Written instruction 1:
Answer these questions using the court opinion below:
(a) Who delivered the opinion of the court?
(b) How many employees brought the consolidated action in DelCostello?
(c) What statute of limitations did the Court apply in DelCostello?

Document segment:
----------

Russell Bower, et al., Plaintiffs,
v.
The Bunker Hill Company, Defendant; Russell Bower, et al., Plaintiffs, v. Gulf Resources & Chemical Corporation, Defendant



The opinion of the court was delivered by: MCNICHOLS

 Robert J. McNichols, United States District Judge

 Defendants have brought several summary judgment motions which will be addressed in the order presented.

 I.

 Statute Of Limitations Defense Against Gulf

 Defendants argue that the claim against Gulf based upon the "alter ego" theory arises under section 301 of the LMRA and as such, is governed by the Supreme Court's decision in DelCostello v. International Brotherhood Of Teamsters, 462 U.S. 151, 76 L. Ed. 2d 476, 103 S. Ct. 2281 (1983). DelCostello was a consolidated hybrid 301 action brought by three employees. In each case, the employee alleged that his employer had breached a provision of a collective bargaining agreement and that the union had breached its duty of fair representation. The issue presented was what statute of limitations should apply to such suits. The Court held that the action was more closely analogous to a charge of unfair labor practice before the NLRB and thus, applied the six-month statute of limitations contained in § 10(b) of the National Labor Relations Act, 29 U.S.C. § 160(b).

----------

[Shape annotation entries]

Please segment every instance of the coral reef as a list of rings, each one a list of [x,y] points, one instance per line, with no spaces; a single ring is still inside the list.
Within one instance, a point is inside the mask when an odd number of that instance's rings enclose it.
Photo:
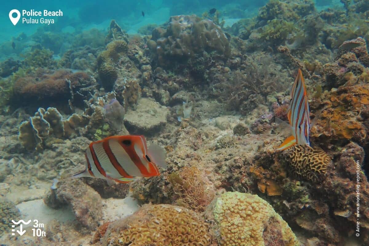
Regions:
[[[186,63],[204,51],[225,58],[230,54],[229,41],[223,31],[211,21],[194,15],[171,17],[166,29],[154,29],[148,46],[158,64],[163,66],[179,61]]]
[[[97,58],[97,70],[99,77],[103,85],[107,90],[111,90],[118,78],[118,72],[115,63],[121,56],[126,54],[127,43],[118,39],[112,41],[106,46],[104,51]]]
[[[292,174],[317,181],[325,177],[331,158],[318,147],[296,145],[284,151],[281,159],[288,163]]]
[[[103,245],[210,245],[209,226],[196,213],[177,206],[146,205],[111,223]]]
[[[17,80],[13,99],[20,105],[33,102],[38,107],[64,105],[65,107],[73,101],[75,94],[78,94],[76,97],[80,100],[86,99],[81,96],[87,96],[97,85],[95,79],[84,72],[38,69]]]
[[[256,195],[225,193],[217,198],[214,213],[220,245],[300,245],[287,223]]]
[[[105,38],[105,44],[108,44],[113,40],[123,39],[128,42],[127,34],[119,26],[115,20],[112,20],[109,28],[109,32]]]
[[[180,206],[204,212],[214,198],[213,189],[205,183],[205,174],[194,167],[183,167],[178,173],[172,173],[168,180],[175,194],[172,199]]]
[[[126,113],[124,124],[131,134],[152,135],[159,132],[165,125],[169,114],[166,107],[151,99],[142,98],[136,110]]]
[[[11,220],[20,219],[19,211],[15,204],[1,198],[0,199],[0,236],[10,230]]]
[[[79,179],[59,181],[44,201],[53,208],[70,205],[78,222],[90,229],[96,229],[102,218],[100,196]]]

----------

Written instruction 2: Identify every line of the entries above that contains the string "instance", and copy each one. Case counts.

Task response 1:
(a) Robert J. McNichols, United States District Judge.
(b) Three.
(c) The six-month statute of limitations in § 10(b) of the National Labor Relations Act, 29 U.S.C. § 160(b).

Task response 2:
Please segment every instance of the coral reef as a list of rings, each one a list of [x,y] points, one instance per line, with no spaces; a single ring is still inside the list.
Within one instance, a point is inside the mask when an odd number of that instance's rings enclose it.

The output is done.